## TASK TO CARRY OUT:
Show every line of the rows below that contains the word "window". Case counts.

Detection rows
######

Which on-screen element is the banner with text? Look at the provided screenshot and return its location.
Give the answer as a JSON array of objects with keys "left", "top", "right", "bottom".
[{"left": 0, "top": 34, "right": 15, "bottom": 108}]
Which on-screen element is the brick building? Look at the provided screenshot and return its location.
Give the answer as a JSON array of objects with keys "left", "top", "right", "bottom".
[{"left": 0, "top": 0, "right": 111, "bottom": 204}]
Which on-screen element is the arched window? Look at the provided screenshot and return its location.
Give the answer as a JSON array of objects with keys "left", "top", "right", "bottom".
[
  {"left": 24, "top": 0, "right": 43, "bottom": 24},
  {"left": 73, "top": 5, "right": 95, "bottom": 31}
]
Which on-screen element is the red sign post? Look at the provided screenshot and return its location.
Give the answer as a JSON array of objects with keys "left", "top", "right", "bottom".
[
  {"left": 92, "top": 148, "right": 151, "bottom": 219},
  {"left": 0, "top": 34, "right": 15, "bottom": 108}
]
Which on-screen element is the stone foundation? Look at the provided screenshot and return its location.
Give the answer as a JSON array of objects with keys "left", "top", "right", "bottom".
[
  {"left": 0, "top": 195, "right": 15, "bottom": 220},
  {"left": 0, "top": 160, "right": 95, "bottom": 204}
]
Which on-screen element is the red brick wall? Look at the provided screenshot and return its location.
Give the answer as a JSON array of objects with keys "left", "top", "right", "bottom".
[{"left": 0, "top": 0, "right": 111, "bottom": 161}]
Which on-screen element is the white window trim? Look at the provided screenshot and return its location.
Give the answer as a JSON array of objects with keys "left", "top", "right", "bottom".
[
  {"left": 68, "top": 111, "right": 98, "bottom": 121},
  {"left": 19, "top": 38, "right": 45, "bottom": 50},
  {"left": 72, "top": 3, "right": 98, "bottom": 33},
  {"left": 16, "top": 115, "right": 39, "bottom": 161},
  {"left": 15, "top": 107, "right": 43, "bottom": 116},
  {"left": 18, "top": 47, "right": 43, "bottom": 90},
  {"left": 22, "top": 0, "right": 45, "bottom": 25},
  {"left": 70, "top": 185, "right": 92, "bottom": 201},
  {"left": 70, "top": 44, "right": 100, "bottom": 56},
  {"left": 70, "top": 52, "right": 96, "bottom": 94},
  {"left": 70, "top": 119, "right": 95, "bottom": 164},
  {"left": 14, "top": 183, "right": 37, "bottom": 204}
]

######

## THE RESULT:
Which on-screen element is the arched window? Look at the provided screenshot and return its location.
Which on-screen element is the white window trim? Look at the provided screenshot and return its location.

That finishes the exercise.